--- Work item ---
Could you please write out the data shown below, exactly and in full?

--- Supplied data ---
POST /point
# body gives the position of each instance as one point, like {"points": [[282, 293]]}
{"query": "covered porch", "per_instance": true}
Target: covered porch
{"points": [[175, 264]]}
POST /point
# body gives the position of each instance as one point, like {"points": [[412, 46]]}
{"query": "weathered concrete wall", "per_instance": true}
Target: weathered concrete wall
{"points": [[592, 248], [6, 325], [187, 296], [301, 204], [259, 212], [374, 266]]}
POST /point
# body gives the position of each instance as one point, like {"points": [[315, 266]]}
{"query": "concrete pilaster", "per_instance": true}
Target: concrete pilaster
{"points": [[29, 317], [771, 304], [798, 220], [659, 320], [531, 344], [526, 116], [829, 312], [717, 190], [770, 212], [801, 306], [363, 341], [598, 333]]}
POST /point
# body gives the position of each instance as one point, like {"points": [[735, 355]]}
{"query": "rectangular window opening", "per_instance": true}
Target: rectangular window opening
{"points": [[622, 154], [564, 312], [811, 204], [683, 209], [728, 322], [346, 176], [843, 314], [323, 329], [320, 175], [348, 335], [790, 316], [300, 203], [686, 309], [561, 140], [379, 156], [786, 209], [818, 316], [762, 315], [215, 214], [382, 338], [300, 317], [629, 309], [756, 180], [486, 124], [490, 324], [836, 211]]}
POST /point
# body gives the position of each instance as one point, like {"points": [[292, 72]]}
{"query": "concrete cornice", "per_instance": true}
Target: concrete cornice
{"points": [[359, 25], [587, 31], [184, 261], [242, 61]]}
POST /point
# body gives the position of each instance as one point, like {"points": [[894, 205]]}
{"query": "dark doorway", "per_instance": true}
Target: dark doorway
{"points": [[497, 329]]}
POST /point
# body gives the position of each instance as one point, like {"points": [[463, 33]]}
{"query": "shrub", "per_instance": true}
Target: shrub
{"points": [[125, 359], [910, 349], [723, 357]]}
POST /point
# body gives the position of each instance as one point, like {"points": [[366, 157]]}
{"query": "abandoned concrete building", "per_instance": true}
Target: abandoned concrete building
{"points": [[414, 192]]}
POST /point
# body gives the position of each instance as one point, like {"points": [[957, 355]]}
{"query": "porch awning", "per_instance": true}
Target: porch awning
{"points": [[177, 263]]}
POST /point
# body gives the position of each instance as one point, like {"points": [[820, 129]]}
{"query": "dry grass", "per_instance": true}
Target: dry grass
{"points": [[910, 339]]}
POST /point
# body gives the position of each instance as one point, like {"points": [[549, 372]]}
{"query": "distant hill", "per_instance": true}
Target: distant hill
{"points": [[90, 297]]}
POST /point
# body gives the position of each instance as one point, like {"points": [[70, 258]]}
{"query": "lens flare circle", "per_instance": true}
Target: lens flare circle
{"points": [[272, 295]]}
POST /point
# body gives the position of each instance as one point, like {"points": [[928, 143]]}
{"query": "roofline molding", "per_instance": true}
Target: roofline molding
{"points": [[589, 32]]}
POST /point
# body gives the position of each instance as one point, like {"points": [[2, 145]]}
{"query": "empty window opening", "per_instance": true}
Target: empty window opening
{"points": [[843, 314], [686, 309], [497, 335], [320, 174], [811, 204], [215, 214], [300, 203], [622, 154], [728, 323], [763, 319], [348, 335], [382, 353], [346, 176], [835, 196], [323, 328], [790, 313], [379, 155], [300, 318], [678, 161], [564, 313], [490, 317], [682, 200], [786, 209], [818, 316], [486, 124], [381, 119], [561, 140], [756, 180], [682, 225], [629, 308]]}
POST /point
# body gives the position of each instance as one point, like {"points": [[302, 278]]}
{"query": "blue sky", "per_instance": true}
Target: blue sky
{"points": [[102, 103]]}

--- Your solution ---
POST /point
# body gives the position of each instance as one point, like {"points": [[282, 293]]}
{"query": "covered porch", "per_instance": true}
Target: covered porch
{"points": [[175, 264]]}
POST /point
# body gives the position of each instance as one point, like {"points": [[412, 46]]}
{"query": "weathered concrete wall", "per_instance": true}
Target: weathered concrete wall
{"points": [[592, 248], [6, 325], [187, 296], [301, 204], [259, 212], [374, 266]]}
POST /point
# body gives the position of each instance as one point, like {"points": [[315, 266]]}
{"query": "concrete pilaster", "per_instance": true}
Target: concrete pilaster
{"points": [[29, 317], [771, 304], [798, 220], [659, 320], [531, 344], [526, 116], [829, 312], [717, 190], [770, 212], [801, 306], [363, 341], [598, 333]]}
POST /point
# body gives the position of each instance as one point, like {"points": [[735, 355]]}
{"query": "rectangular window opening", "per_instance": true}
Target: rectangular window opening
{"points": [[622, 154], [564, 312], [811, 204], [683, 209], [728, 322], [346, 176], [843, 314], [323, 329], [320, 175], [348, 335], [790, 316], [300, 203], [686, 309], [561, 140], [379, 156], [786, 209], [818, 316], [762, 315], [215, 214], [382, 338], [300, 317], [629, 309], [756, 180], [486, 124], [490, 324], [836, 211]]}
POST /point
# body gives the position of each instance as one point, like {"points": [[292, 72]]}
{"query": "concrete cornice", "per_instance": true}
Target: concrete cornice
{"points": [[359, 25], [587, 31], [184, 261], [242, 61]]}
POST /point
# body gives the position of each instance as one point, like {"points": [[894, 205]]}
{"query": "dark doorway", "per_instance": true}
Target: dark doorway
{"points": [[497, 329]]}
POST /point
# body gives the position of each instance as one point, like {"points": [[463, 33]]}
{"query": "shrub", "per_instance": true}
Target: shrub
{"points": [[125, 359], [910, 349], [723, 357]]}
POST /point
# body gives the position of each instance as one point, like {"points": [[366, 157]]}
{"query": "abandoned concrete building", "per_instance": true}
Target: abandoned concrete building
{"points": [[414, 192]]}
POST /point
# body gives the position of each instance as one point, like {"points": [[957, 355]]}
{"query": "porch awning", "per_instance": true}
Target: porch awning
{"points": [[177, 263]]}
POST /point
# body gives the position of each instance as one point, like {"points": [[820, 129]]}
{"query": "dry grass", "per_instance": true}
Target: dry grass
{"points": [[910, 339]]}
POST /point
# body gives the position of each instance as one point, like {"points": [[549, 372]]}
{"query": "distant hill", "per_instance": true}
Target: distant hill
{"points": [[90, 297]]}
POST /point
# body gives the position of each instance as one point, like {"points": [[70, 258]]}
{"query": "lens flare circle", "per_instance": true}
Target: lens flare circle
{"points": [[272, 295]]}
POST /point
# body gives the position of each instance as one point, like {"points": [[928, 143]]}
{"query": "roofline molding", "per_instance": true}
Target: roofline molding
{"points": [[589, 32]]}
POST /point
# body gives the position of each instance as one point, like {"points": [[2, 145]]}
{"query": "empty window opening", "per_instance": true}
Target: empty window opening
{"points": [[843, 314], [686, 309], [497, 335], [320, 174], [811, 204], [215, 214], [300, 203], [622, 154], [728, 323], [763, 319], [348, 335], [382, 353], [346, 176], [835, 196], [323, 328], [790, 313], [379, 155], [300, 318], [678, 161], [564, 313], [490, 317], [682, 200], [786, 209], [818, 316], [486, 124], [381, 119], [561, 140], [756, 180], [682, 225], [629, 308]]}
POST /point
# body gives the position of each instance as one point, like {"points": [[302, 278]]}
{"query": "blue sky", "per_instance": true}
Target: blue sky
{"points": [[102, 103]]}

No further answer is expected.